*Task to complete*: Which lines below contain the string "soil"? Report each of those lines in full.

---- Stored data

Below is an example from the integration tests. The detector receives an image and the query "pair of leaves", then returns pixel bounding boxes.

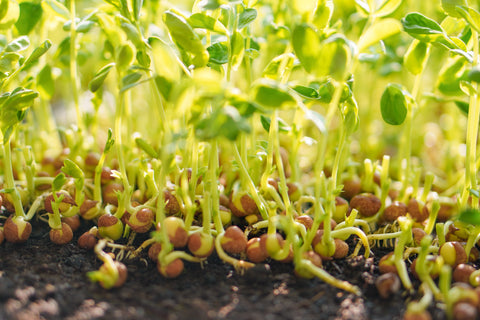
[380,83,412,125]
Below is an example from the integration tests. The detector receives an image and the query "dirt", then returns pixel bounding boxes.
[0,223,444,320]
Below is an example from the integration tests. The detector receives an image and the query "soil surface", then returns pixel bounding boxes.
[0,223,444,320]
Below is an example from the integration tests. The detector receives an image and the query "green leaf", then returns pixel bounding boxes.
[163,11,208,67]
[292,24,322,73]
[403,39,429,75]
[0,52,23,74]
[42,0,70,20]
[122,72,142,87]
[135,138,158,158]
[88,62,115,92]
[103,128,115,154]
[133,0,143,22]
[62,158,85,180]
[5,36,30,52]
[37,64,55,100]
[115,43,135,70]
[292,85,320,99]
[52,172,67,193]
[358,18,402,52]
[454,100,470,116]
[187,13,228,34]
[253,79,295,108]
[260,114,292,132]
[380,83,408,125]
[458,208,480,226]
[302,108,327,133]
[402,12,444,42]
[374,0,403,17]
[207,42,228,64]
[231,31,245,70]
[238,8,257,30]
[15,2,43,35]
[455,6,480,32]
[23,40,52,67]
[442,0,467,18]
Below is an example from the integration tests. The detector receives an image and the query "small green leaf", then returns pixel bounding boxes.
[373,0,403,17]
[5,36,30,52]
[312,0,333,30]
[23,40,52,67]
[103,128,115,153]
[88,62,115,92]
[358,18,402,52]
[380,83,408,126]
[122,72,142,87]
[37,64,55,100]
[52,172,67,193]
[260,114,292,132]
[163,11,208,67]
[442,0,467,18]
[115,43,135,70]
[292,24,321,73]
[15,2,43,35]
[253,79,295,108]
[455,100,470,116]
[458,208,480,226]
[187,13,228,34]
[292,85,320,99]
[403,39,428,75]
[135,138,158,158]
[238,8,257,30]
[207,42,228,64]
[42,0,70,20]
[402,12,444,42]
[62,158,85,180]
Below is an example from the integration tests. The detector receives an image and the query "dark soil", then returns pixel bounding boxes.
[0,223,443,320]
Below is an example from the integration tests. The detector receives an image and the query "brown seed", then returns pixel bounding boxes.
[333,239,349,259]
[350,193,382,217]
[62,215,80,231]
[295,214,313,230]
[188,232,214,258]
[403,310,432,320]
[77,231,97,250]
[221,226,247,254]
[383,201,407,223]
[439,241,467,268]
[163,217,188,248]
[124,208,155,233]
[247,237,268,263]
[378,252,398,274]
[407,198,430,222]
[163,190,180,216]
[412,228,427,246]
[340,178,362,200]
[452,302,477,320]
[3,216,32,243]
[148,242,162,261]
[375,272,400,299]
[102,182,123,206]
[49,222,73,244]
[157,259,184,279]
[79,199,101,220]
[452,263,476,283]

--------
---- Stored data

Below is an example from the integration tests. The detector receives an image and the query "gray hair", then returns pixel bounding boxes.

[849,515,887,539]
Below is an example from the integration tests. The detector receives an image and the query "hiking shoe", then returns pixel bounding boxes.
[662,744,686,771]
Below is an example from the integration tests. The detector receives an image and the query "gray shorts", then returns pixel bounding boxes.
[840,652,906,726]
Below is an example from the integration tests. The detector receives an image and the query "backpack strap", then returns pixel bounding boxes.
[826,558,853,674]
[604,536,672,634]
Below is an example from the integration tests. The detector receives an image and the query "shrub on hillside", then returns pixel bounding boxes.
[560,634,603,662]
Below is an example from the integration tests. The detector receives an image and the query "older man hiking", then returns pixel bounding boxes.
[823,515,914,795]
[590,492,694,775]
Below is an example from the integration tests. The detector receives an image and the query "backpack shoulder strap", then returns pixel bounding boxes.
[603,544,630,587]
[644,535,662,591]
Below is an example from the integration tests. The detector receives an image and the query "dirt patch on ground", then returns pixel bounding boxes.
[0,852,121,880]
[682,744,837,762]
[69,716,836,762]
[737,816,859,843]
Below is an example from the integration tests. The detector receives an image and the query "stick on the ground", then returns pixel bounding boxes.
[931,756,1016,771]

--------

*Answer for this exercise*:
Below is an example from the integration tests. The detector receives an image and the query "soil surface", then returns pixel bounding boxes.
Below is an example from the integration tests. The detector receives an image and the query "dark soil", then returns pixel bounding boxes.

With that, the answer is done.